▶ **抜粋文**:
説明

加飾成形体及びその製造方法

【課題】成形体に表示部として形成する溝部や突起に作業性良く着色による加飾を綺麗に施すことができ、しかも立体感という溝部や突起が本来的に有する視覚効果上の大きな特徴を活かすことのできる加飾成形体及びその製造方法の提供。
【解決手段】溝部6内の導電層3を電極とし溝部6内を除く残余の導電層3を防護層7で覆って着色層4を形成しているため、赤色透明の着色層4を導電層3を介して溝部6の側面6a及び底面6bにのみ綺麗に積層することができる。よって手間をかけずに高品位な加飾キートップ1を実現できる。また着色層4を溝部6の深さ方向に沿う側面6a及び底面6bで構成される形状と同形状に形成でき、着色層4により沈み文字状に視認できる立体加飾の英文字「OK」を有する加飾キートップ1とすることができる。

【発明の詳細な説明】
【技術分野】
【0001】
本発明は、携帯電話機、PDA、リモコン、デジタルカメラ、AV機器、車載電装機器等の各種電子機器の外装部品として用いられる加飾成形体及びその製造方法に関する。
【背景技術】
【0002】
携帯電話機やAV機器等の各種電子機器には、筐体やスイッチなど種々の外装部品を備えている。こうした外装部品の多くは文字、記号、数字、図柄など「加飾」としての表示部が設けられている。この表示部は印刷や塗装などによる塗層で構成されるほか、成形や刻印などによる溝部や突起により構成されているものがある。このうち溝部や突起による表示部は深さや高さを持つ三次元形状であることから立体的に視認することができるという利点がある。さらにこのような三次元形状の表示部については、例えば表示部としての溝部の中に着色層を施すことが知られている(例えば特許文献1,特許文献2)。

▶ **作業内容**:
1. 加飾成形体についての抜粋文によると、溝部や突起による表示部にはどのような利点がありますか。
2. 加飾成形体についての抜粋文を、最後の文の次から書き継いでください。
これらの記録は今回の作業には一切用いません。

▶ **表示データ**:

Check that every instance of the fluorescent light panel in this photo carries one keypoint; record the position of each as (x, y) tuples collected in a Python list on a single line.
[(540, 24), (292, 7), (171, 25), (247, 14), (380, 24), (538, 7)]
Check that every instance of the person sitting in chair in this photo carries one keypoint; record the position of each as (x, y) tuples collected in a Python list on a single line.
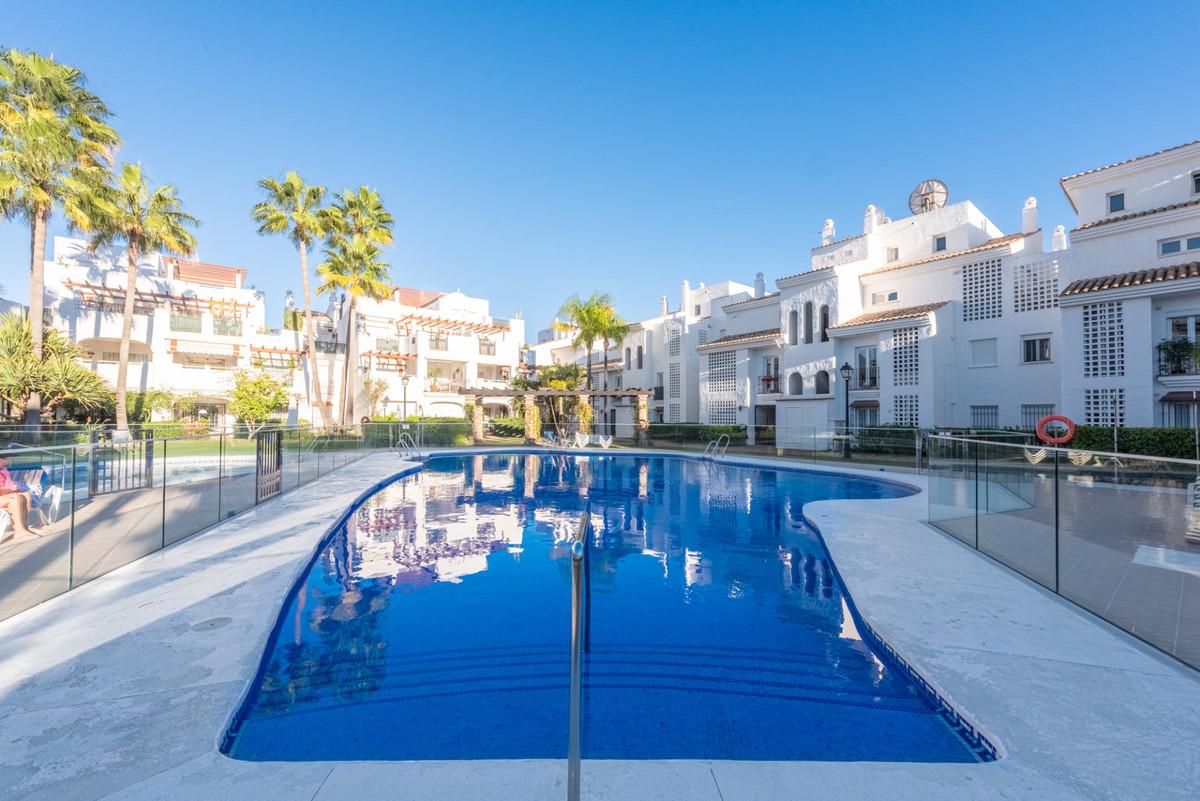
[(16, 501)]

* * *

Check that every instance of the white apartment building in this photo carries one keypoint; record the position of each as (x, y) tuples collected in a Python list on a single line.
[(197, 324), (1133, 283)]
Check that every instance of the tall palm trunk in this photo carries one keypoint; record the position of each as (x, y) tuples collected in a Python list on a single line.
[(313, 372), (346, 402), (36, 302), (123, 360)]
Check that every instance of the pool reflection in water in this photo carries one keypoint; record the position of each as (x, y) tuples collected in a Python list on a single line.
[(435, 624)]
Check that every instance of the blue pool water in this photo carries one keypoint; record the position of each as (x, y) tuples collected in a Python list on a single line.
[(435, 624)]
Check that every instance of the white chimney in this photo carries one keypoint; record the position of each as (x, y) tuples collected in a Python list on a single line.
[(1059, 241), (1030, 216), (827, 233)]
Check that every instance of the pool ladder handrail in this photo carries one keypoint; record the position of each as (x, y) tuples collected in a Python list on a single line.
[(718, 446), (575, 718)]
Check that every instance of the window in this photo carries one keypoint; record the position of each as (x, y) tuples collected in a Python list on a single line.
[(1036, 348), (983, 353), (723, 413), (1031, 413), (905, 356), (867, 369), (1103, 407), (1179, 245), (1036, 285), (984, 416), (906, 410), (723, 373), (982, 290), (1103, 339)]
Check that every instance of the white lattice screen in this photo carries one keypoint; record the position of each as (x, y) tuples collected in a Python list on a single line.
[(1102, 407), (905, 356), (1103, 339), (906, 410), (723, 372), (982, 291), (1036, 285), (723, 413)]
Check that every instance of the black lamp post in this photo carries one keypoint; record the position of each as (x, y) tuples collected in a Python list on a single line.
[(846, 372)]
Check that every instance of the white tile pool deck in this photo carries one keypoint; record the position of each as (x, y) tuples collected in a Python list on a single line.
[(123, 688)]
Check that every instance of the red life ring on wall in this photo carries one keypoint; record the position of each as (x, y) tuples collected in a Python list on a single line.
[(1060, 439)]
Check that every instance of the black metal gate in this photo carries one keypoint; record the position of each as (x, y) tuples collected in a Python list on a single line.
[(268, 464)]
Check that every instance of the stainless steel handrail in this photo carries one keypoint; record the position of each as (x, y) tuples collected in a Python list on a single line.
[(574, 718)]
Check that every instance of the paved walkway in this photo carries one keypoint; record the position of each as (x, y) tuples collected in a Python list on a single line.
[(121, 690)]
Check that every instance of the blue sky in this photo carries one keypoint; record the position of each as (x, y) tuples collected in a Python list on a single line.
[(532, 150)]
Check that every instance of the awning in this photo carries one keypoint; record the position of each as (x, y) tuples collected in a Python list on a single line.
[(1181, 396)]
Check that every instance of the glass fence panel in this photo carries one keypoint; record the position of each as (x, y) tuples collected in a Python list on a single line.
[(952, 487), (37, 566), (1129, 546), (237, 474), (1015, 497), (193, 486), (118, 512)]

* * *

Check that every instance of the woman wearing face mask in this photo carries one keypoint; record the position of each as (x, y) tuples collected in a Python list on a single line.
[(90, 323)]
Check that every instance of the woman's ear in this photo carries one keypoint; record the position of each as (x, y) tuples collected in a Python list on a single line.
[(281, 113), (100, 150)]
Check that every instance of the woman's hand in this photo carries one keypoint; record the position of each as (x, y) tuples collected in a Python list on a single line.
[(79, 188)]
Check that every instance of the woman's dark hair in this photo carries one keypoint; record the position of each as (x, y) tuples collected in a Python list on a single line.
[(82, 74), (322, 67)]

▶ **作業ごとの解答**:
1. 深さや高さを持つ三次元形状であるため、立体的に視認できるという利点があります。

2.
【特許文献1】特開平5−127599号公報
【特許文献2】特開平7−169360号公報
【発明の開示】
【発明が解決しようとする課題】
【0003】
このような着色層を有する表示部であれば、表示部をその周囲と色彩上明確に識別できるようになり、その視認性を高めることができるという利点がある。しかしながら、着色層の形成方法として溝部の中にインクを塗布する形成方法では、溝部が小さく細かなものであると溝部の外へインクがはみ出し易く、溝部の周囲にインクが付着してしまうことがある。するとはみ出したインクを拭き取る手間がかかるようになり、作業性が悪く製造コストが高くなってしまう。また溝部の容量に合わせてインクの充填量を調整することが難しく、溝部内に対しインクを綺麗に充填することが難しい。
【0004】
また溝部による表示部は三次元形状であることから、立体感というのが本来的に有する視覚効果上の大きな特徴である。ところがインクを塗布して形成した着色層は溝部の中を埋めるような層として形成されてしまい、本来の視覚効果上の持ち味である立体感を活かすことができずなくなるという課題がある。
【0005】
以上のような従来技術を背景になされたのが本発明である。すなわち本発明の目的は、成形体に表示部として形成する溝部や突起に作業性良く着色による加飾を綺麗に施すことができ、しかも立体感という溝部や突起が本来的に有する視覚効果上の大きな特徴を活かすことのできる加飾成形体及びその製造方法を提供することにある。
【課題を解決するための手段】
【0006】
上記目的を達成すべく本発明は以下のように構成される。
【0007】
本発明は、文字・記号・数字・図形・模様の少なくとも何れかを象る溝部を形成した成形体が、該溝部の深さ方向に沿う側面及び底面に着色層を有しており、該着色層が電気化学表面処理層である加飾成形体を提供する。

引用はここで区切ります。